((
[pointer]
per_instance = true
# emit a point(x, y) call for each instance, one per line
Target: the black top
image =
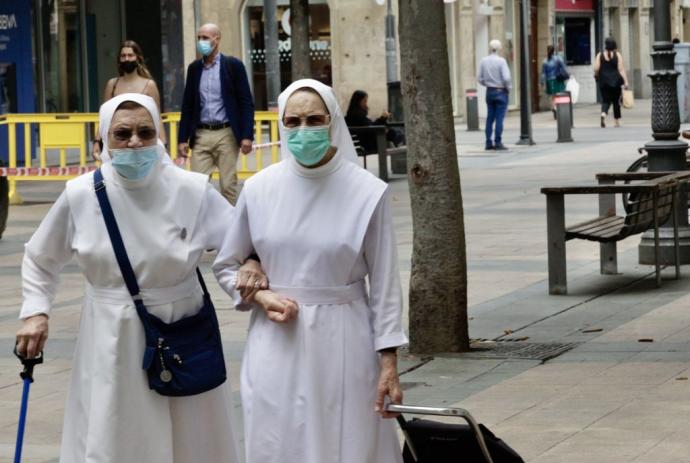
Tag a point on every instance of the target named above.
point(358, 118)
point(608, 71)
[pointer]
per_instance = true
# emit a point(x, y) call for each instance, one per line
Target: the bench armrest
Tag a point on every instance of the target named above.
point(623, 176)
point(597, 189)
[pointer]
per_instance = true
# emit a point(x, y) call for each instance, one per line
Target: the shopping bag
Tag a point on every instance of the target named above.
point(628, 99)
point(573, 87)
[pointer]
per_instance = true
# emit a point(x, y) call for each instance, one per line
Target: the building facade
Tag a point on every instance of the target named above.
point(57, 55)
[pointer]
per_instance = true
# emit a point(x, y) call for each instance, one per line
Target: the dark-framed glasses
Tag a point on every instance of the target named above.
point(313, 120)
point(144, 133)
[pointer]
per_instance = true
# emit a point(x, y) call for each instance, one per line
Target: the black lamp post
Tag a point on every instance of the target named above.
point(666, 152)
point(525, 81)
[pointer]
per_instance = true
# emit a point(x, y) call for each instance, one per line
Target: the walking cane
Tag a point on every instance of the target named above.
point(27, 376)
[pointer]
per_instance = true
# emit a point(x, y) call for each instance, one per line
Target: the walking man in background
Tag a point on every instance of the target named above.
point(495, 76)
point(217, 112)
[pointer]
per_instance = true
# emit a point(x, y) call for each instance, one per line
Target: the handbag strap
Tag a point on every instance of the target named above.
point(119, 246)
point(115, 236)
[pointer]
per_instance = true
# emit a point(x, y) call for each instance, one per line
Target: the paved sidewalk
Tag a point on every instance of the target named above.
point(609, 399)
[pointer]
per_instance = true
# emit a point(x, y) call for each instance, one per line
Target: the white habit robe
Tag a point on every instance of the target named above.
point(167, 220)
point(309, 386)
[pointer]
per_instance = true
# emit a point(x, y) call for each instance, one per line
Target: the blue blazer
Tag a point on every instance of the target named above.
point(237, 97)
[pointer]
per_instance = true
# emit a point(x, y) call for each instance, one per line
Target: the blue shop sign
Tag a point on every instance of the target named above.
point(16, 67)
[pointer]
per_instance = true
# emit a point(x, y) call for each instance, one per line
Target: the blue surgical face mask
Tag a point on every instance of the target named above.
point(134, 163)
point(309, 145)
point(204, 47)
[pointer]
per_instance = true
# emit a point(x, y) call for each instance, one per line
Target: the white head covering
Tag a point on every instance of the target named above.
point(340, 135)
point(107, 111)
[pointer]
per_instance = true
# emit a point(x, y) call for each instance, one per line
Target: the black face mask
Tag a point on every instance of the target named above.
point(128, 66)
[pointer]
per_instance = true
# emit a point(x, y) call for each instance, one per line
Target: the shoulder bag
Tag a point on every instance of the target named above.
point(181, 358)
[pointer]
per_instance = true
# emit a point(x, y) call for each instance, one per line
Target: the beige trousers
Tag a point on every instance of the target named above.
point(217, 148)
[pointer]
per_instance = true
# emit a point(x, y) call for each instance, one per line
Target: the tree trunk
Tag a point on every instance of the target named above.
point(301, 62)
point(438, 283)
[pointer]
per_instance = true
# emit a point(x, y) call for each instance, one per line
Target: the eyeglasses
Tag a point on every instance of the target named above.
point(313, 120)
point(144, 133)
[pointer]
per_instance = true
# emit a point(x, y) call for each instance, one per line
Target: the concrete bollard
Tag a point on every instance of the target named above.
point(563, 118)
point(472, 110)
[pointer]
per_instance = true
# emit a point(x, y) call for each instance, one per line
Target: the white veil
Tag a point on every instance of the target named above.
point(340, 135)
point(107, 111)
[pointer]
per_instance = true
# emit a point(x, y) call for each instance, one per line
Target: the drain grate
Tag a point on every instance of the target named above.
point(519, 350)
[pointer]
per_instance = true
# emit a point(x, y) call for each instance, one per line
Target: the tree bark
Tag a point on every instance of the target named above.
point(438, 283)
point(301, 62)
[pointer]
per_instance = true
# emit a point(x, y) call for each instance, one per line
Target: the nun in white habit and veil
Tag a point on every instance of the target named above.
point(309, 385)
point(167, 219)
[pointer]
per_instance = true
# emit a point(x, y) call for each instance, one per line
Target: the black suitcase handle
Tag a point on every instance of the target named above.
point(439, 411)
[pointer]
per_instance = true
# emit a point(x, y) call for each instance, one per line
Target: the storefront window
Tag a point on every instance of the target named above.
))
_EXERCISE REQUIREMENTS_
Copy out the stretch from the start of the rows through the line containing "point(57, 55)", both ends included, reproducing each line word for word. Leave the pictures out.

_RESULT_
[pointer]
per_instance = true
# emit a point(x, y) call for each instance, one per line
Target: the black top
image =
Tag a point on every instance of the target named above.
point(358, 118)
point(608, 71)
[pointer]
per_instance = true
# emit a point(x, y) call for each instance, one per line
Target: the bench armrest
Tag a point on every instance of the target named above.
point(623, 176)
point(597, 189)
[pointer]
per_instance = true
# emit a point(x, y) call for each instance, one per line
Target: the shopping bag
Tag a point on every instance of the target named above.
point(628, 99)
point(573, 87)
[pointer]
per_instance = true
# emit a point(x, y) call for each instance, one per line
Target: the building facade
Tag a point on every instance of the target named above.
point(57, 55)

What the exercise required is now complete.